# Dataset entries:
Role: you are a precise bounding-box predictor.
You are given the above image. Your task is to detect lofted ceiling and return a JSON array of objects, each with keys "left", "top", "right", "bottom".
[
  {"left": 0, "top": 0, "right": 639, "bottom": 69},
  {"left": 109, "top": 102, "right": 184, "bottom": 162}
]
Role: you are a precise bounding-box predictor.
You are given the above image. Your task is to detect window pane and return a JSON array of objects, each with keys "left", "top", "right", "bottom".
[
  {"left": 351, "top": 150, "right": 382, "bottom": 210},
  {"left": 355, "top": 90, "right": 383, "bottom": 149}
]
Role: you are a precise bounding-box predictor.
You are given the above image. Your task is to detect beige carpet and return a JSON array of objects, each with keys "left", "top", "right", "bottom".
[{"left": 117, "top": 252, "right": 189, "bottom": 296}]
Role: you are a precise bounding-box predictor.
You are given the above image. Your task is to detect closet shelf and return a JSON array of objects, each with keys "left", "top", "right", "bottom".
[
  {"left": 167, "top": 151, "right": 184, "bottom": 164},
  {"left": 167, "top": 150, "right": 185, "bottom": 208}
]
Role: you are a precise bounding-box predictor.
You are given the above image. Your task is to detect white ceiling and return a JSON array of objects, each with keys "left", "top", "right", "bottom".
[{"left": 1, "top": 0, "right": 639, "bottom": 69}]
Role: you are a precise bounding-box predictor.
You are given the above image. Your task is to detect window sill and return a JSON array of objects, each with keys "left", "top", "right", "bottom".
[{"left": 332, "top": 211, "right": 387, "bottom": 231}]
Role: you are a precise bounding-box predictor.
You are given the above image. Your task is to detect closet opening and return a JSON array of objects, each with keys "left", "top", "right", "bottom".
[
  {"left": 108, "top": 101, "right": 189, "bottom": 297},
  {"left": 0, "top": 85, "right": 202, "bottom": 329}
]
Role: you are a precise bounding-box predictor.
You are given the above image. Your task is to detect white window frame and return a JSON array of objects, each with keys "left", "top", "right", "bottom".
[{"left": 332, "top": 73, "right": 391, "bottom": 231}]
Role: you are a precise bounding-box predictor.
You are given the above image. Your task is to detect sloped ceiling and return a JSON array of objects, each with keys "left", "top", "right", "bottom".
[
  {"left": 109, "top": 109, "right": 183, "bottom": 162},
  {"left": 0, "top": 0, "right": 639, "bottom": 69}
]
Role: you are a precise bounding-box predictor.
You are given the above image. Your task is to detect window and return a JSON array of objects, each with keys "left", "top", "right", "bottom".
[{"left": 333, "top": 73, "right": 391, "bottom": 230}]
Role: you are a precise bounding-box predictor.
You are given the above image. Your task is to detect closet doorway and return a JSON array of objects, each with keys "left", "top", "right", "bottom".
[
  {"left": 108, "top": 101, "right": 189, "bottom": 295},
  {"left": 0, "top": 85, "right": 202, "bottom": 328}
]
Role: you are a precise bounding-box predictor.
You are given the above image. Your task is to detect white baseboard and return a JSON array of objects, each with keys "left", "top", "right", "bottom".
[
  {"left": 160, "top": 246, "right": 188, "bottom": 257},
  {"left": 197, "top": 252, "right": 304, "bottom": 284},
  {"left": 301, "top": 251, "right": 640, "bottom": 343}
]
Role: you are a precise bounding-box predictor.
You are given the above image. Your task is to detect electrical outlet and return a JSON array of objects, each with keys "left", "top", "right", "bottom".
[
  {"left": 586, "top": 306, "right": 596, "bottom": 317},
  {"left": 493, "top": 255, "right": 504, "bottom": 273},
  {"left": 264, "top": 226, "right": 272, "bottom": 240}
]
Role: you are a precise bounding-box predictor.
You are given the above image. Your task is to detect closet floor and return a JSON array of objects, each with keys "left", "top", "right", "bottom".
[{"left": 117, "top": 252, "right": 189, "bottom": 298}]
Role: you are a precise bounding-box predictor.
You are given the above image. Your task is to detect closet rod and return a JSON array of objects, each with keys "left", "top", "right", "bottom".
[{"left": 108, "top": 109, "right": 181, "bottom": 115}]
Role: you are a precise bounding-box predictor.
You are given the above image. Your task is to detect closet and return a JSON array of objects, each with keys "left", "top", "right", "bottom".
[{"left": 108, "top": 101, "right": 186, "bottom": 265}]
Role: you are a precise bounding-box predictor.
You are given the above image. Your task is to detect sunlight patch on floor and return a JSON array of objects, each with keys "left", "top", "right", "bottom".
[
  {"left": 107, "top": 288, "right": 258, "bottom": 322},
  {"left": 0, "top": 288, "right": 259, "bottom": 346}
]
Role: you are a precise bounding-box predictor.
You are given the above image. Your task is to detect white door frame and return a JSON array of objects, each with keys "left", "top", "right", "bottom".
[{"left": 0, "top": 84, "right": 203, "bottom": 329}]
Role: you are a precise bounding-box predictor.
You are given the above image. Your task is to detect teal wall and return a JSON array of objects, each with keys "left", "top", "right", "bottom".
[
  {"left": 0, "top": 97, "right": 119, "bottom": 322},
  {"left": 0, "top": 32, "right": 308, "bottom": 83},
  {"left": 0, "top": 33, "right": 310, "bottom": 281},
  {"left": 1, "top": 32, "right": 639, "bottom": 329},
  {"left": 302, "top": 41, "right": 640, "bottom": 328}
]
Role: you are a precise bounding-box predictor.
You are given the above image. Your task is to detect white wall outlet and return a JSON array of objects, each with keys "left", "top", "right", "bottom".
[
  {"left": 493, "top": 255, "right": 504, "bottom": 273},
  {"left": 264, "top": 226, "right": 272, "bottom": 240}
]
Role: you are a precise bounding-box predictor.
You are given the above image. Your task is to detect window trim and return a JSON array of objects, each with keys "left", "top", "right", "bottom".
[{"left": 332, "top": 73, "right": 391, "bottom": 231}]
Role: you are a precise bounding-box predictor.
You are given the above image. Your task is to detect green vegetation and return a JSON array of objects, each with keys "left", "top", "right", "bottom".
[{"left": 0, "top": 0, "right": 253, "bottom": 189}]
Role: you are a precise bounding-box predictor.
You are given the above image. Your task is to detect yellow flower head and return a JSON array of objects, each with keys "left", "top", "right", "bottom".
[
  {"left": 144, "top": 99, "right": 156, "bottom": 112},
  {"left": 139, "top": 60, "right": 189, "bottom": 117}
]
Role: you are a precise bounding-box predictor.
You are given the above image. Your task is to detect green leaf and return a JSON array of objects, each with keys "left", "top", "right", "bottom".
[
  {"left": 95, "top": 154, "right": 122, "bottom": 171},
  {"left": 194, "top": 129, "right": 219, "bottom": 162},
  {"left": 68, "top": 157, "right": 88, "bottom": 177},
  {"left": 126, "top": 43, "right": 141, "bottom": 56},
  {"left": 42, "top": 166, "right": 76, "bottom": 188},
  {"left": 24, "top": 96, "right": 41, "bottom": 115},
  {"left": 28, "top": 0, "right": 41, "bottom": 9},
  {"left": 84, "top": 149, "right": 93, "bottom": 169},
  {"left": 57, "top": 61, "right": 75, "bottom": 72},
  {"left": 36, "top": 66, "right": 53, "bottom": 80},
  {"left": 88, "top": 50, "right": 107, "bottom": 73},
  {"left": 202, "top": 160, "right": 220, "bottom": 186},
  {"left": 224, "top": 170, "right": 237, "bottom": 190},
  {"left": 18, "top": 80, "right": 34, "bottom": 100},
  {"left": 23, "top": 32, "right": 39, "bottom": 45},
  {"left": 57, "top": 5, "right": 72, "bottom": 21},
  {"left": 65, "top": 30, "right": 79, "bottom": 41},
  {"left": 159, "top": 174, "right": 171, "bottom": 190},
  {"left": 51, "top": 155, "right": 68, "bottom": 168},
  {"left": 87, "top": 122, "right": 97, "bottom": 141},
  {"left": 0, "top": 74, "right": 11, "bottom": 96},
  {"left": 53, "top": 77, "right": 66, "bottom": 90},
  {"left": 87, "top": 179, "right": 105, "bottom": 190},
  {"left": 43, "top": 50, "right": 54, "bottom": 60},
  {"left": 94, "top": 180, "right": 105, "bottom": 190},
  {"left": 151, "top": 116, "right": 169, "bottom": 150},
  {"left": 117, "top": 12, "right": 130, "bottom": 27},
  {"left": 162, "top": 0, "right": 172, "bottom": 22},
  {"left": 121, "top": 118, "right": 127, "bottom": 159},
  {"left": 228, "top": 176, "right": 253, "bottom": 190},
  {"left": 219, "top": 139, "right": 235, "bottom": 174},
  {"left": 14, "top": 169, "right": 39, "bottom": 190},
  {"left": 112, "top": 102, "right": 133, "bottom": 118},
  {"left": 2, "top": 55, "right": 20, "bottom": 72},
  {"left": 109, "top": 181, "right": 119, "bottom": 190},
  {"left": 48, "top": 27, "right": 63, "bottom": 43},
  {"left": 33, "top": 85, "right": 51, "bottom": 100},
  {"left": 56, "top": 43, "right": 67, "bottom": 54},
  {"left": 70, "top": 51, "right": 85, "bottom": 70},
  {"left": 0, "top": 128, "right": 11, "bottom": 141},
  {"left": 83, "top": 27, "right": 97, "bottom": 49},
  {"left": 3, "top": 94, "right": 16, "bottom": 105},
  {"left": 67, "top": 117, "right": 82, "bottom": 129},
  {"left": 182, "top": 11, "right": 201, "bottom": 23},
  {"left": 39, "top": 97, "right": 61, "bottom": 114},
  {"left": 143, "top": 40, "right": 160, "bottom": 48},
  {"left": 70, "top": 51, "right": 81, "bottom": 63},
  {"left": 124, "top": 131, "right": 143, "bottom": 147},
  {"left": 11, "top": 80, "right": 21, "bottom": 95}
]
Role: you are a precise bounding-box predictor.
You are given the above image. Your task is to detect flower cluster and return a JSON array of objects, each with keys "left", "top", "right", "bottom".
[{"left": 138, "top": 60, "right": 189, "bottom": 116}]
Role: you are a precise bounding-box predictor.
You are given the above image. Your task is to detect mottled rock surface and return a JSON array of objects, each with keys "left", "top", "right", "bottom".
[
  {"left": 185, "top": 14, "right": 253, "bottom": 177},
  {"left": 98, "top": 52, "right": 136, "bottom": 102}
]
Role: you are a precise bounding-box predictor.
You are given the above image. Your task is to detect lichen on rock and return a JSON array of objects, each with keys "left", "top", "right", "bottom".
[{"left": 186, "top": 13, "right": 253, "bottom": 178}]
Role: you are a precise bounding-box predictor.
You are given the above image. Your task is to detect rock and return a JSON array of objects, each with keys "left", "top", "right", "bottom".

# What the exercise asks:
For this exercise, the answer is the lines from the one containing "to detect mottled" through the end of the listing above, reproduced exactly.

# Problem solution:
You are given the above image. Your task is to detect mottled rock surface and return a JSON array of objects, each with keys "left", "top", "right", "bottom".
[
  {"left": 185, "top": 14, "right": 253, "bottom": 177},
  {"left": 98, "top": 52, "right": 136, "bottom": 102}
]
Role: you are a precise bounding-box predictor.
You are given the above image. Your task is to detect lichen on rock and return a JSON array of objects, each with keys "left", "top", "right", "bottom".
[{"left": 186, "top": 13, "right": 253, "bottom": 178}]
Role: you are a precise bounding-box predictor.
You are given the above image. Your task is to detect rock and return a JSON array of objects, each with keys "left", "top", "right", "bottom".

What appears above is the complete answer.